*** Opening of INFORMATION PROVIDED ***
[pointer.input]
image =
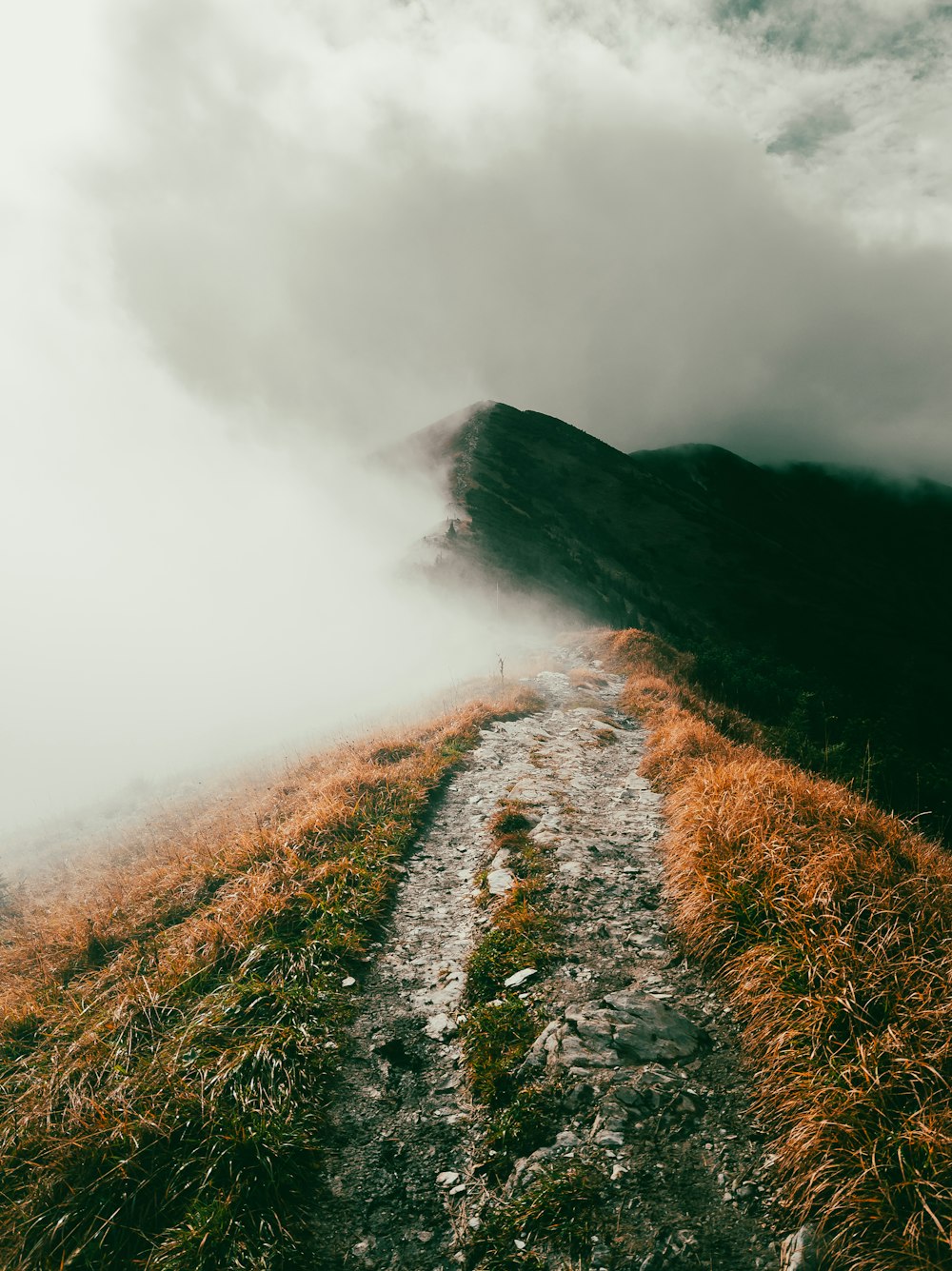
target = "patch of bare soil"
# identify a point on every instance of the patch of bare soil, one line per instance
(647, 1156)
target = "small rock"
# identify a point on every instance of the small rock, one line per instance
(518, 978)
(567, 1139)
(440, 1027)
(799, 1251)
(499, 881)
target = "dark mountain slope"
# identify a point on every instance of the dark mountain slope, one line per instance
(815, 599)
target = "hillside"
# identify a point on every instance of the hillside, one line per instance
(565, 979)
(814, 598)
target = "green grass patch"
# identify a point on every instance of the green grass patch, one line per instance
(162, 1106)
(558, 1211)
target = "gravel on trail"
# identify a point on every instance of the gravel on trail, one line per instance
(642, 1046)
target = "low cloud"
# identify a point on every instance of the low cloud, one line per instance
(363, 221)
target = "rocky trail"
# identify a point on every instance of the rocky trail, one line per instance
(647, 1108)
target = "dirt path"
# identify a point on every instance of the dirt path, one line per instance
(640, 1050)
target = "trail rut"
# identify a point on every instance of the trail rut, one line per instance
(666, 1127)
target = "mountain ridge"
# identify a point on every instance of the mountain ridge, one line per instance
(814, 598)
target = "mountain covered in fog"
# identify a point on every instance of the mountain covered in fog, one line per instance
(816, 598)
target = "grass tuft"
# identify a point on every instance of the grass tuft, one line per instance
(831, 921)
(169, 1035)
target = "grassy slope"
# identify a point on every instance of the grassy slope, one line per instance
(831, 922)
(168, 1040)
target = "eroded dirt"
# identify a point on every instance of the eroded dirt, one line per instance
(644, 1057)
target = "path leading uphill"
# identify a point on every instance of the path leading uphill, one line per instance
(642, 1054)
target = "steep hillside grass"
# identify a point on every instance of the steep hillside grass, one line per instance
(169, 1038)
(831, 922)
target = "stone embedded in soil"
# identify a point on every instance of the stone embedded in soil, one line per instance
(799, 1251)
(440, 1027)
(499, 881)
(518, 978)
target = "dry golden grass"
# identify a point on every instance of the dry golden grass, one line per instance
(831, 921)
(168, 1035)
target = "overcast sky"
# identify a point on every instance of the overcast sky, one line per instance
*** Close of INFORMATION PROVIDED ***
◆ EXERCISE PROMPT ◆
Pictures are to be dropped; every line of the records is to be returned unchanged.

◆ OUTPUT BELOW ◆
[pointer.input]
image =
target = "patch of bare soil"
# identify a point on every instance of the patch of bare soil, one line per instance
(647, 1156)
target = "small rock"
# identify a point on every instance of the small rock, one line per instance
(518, 978)
(567, 1139)
(440, 1027)
(799, 1251)
(499, 881)
target = "dark mountain slope"
# identify a point on every instance of the dark mountain slope, one line per instance
(815, 599)
target = "hillside"
# identify a point on every instance of the hillside, one line per instance
(565, 979)
(814, 598)
target = "green grass patch"
# identify a point on every instance of the green grass patch, one line per instance
(162, 1106)
(558, 1211)
target = "gravel on trail"
# identify a point on every instance of the gravel on trail, one line per instance
(642, 1046)
target = "low cloud"
# identify a point on every instance of the low cloud, one line per instance
(363, 221)
target = "rocky trail"
# identify a point on every instance of the rocky trail, one line per instance
(647, 1108)
target = "dirt path"
# identify a point on every instance of the dirt path, one line per instance
(640, 1050)
target = "trail rut"
# identify a point on every instance of the trail rut, one line per instance
(666, 1127)
target = "mountain ridge"
# identify a point on every instance of the mountain ridge, one line per instance
(814, 598)
target = "mountain covered in fog"
# identify a point on every instance of the mountain covered in fog, one line per instance
(816, 598)
target = "grass tuft"
# identify a point on every instance of the grass tuft, one line per instance
(831, 921)
(169, 1035)
target = "grassy slope"
# identify a point on every instance of the grassy slope, one line per instance
(831, 922)
(168, 1040)
target = "eroded dirt"
# identify a point on every instance of the eroded dirt, one line per instance
(644, 1057)
target = "path leading uphill"
# identify a point on every instance of the path leading uphill, one line per instance
(642, 1054)
target = "steep hillside grass"
# identify a point on every instance of the steep hillside grass, one line per instance
(169, 1038)
(831, 922)
target = "stone embedded in soil"
# identify a point on every instance of the stone embedded in soil, one line per instance
(799, 1251)
(440, 1027)
(499, 881)
(518, 978)
target = "dry golden grass"
# identify a point on every instance of the dry golden grass, one line per instance
(831, 921)
(168, 1035)
target = "overcast sky"
# identify a point on every instance of the overcast sky, one line per instance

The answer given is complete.